The resulting test sequence shall not prevent the PS from operating in accordance with Tables 1
and 2.
The PS shall acknowledge receipt of the remote test request within 10 s of receipt of the remote test
request. If no dedicated acknowledge facility is available, the APS Fault signal or message
shall be used to communicate the remote test request acknowledgement.
When the test is initiated, the PS shall not remain in test mode for a period in excess of 60 s.
If the result of the test is a pass, the APS Fault signal or message shall be removed within 60 s of
receipt of the remote test request.
If the result of the test is a fail, the APS Fault signal or message shall remain present.
4.3 APS Capability
A PS types A and B shall be capable of continuously supplying its rated output to the I&HAS in the
event of interruption of the EPS.
The PS manufacturer shall specify the minimum and maximum storage device capacity that can be
used with the PS
The PS manufacturer shall provide sufficient information to enable calculation of the minimum time
period that the PS can continuously supply its rated output when fitted with a range of storage devices.
NOTE Where the SD is a battery, it is not necessary to take into account the differences in available capacity at differing levels
of discharge rate and a simple relationship between battery capacity (Ah), time (h) and current available (A) is acceptable.
4.4 Recharging for PS type A
When fitted with a storage device of capacity as defined by the PS manufacturer, the power supply
shall be capable of recharging the storage device to 80 % of this storage device capacity following
discharge to the minimum level in accordance with 7.1.5.

Data:
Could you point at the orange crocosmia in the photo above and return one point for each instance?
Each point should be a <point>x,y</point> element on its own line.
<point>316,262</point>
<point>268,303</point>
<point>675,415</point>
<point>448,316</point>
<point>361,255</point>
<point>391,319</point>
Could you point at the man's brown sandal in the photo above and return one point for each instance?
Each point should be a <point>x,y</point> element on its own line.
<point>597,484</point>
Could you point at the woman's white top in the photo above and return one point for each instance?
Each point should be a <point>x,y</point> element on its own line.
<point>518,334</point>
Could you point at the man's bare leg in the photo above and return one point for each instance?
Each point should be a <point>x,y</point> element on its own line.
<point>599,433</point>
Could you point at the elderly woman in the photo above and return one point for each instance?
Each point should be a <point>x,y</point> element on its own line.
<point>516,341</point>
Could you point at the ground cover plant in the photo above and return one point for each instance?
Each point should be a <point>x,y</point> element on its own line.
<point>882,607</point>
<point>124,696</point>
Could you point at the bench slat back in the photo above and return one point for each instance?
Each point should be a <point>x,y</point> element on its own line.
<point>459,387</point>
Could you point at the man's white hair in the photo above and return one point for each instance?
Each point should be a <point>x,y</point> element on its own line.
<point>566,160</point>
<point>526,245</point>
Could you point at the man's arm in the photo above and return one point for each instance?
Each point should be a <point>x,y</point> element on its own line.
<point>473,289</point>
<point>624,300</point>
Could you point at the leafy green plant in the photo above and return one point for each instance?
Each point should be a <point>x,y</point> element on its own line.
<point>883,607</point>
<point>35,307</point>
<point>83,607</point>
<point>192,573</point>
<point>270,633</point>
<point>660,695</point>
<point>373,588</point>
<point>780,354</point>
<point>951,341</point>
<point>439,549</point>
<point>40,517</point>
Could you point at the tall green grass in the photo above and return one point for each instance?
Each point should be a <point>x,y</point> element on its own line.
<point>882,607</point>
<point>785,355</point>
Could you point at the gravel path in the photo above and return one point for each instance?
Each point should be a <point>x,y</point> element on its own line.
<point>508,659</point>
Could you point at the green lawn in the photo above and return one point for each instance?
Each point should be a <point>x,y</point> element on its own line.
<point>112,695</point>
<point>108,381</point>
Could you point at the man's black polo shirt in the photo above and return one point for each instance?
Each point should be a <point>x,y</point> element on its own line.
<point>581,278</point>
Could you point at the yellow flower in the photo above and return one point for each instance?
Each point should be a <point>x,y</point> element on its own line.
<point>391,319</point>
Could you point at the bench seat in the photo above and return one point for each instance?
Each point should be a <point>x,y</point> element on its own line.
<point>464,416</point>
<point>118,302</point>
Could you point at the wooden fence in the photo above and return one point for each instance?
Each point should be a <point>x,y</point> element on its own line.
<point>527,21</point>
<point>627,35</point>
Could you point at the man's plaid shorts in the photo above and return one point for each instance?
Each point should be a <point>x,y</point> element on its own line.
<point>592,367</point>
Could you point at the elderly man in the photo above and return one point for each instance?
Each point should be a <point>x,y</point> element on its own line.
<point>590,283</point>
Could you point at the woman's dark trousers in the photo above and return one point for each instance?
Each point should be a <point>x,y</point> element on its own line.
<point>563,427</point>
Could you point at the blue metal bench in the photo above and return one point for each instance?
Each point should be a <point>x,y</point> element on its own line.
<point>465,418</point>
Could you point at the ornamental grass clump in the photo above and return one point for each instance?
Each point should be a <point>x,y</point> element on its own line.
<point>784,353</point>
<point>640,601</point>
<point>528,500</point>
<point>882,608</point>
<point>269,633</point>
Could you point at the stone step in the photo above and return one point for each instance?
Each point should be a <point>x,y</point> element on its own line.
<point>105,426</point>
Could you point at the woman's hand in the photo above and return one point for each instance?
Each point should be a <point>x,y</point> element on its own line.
---
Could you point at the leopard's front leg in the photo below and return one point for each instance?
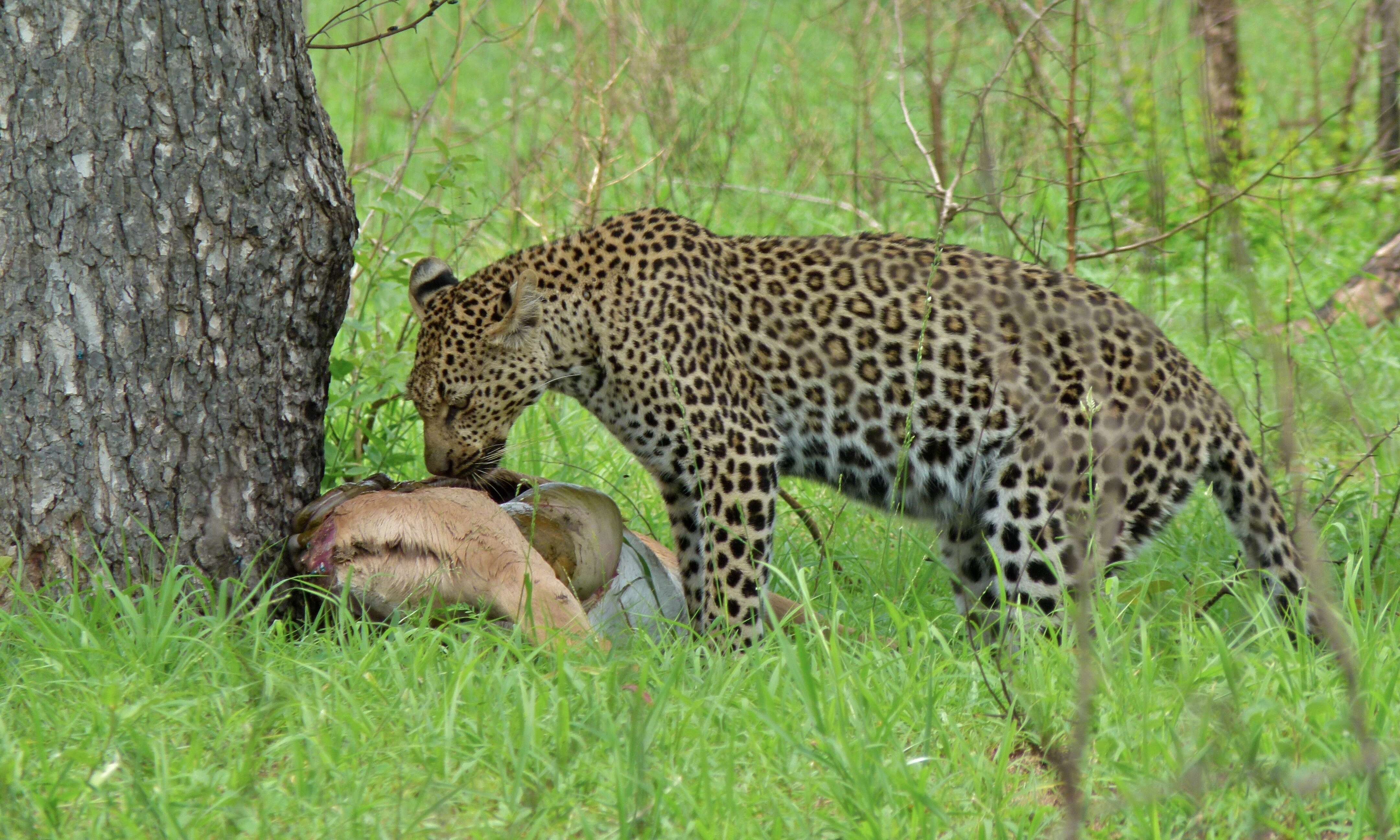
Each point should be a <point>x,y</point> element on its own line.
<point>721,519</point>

Exercise tasks:
A – In the power supply excerpt, within how many seconds must the PS acknowledge receipt of a remote test request?
B – Echo the entries from the line with "Could you point at the bench slat" up to and including the line with "<point>526,245</point>".
The power supply excerpt and the entries are unrelated material.

Replies:
A – Within 10 s of receipt of the request.

B –
Could you point at the bench slat back in the photo above and return one point for each instance?
Each point should be a <point>x,y</point> element on its own line.
<point>459,387</point>
Could you point at the man's white hair in the photo above and return one point for each instance?
Each point should be a <point>x,y</point> element on its own line.
<point>566,160</point>
<point>526,245</point>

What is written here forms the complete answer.